• **Try it**: Each entry below is to be copied verbatim.

(Items from a dataset)
=== Begin Enclosure ===
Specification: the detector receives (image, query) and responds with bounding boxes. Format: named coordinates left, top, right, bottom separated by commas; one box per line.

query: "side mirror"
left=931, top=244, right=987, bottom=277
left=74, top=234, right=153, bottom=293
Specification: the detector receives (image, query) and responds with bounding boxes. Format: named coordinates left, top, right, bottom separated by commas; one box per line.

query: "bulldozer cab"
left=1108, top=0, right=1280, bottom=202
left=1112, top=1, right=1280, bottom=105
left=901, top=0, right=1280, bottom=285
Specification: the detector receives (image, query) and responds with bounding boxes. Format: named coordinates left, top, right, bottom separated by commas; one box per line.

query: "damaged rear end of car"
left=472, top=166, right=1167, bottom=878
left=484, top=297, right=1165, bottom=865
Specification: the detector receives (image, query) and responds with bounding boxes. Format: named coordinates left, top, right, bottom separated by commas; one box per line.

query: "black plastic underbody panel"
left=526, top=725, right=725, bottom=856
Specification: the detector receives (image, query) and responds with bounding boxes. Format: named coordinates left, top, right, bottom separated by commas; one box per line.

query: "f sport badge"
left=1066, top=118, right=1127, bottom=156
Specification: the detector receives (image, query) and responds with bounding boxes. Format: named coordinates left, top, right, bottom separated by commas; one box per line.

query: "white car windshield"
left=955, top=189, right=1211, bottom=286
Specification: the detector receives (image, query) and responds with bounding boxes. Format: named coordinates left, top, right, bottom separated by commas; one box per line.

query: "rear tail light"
=== End Enclosure ===
• **The answer**:
Specification: the detector receives (image, query) and responds with bounding boxes. Format: named coordinates left, top, right, bottom separated by commas; one box per line.

query: "side mirror"
left=931, top=244, right=987, bottom=277
left=74, top=234, right=153, bottom=293
Specification: the detector receives (image, query) and responds with bounding boxes. Format: named coordinates left, top, right, bottom separated by commas; one box per line.

query: "bulldozer cab"
left=1108, top=0, right=1280, bottom=202
left=1112, top=1, right=1280, bottom=105
left=901, top=0, right=1280, bottom=285
Specification: the detector receives (image, query) and responds with bounding boxes. Format: named coordinates left, top, right, bottom separated by commas; one box per line.

query: "damaged rear end of car"
left=472, top=166, right=1167, bottom=878
left=484, top=297, right=1165, bottom=865
Specification: the detector receives (image, query) and responds with bounding boxes. Format: named coordinates left, top, right, bottom separated by commas; one box per line.

query: "black plastic underbody panel"
left=526, top=725, right=725, bottom=856
Specification: the detector receives (image, query) and responds with bounding boxes. Format: named coordinates left, top, right, bottom separated by commas; one box per line.

query: "f sport badge"
left=1066, top=118, right=1127, bottom=156
Specification: the detector receives (image, query) and responds with bounding boxes. Format: named coordinates left, top, right, bottom separated by commas; one box per line.

query: "white car windshield"
left=955, top=189, right=1211, bottom=286
Specification: the detector receives (image, query) and responds with bounding boxes. Format: named coordinates left, top, right, bottom separated by commas; one box per line.

query: "rear tail light"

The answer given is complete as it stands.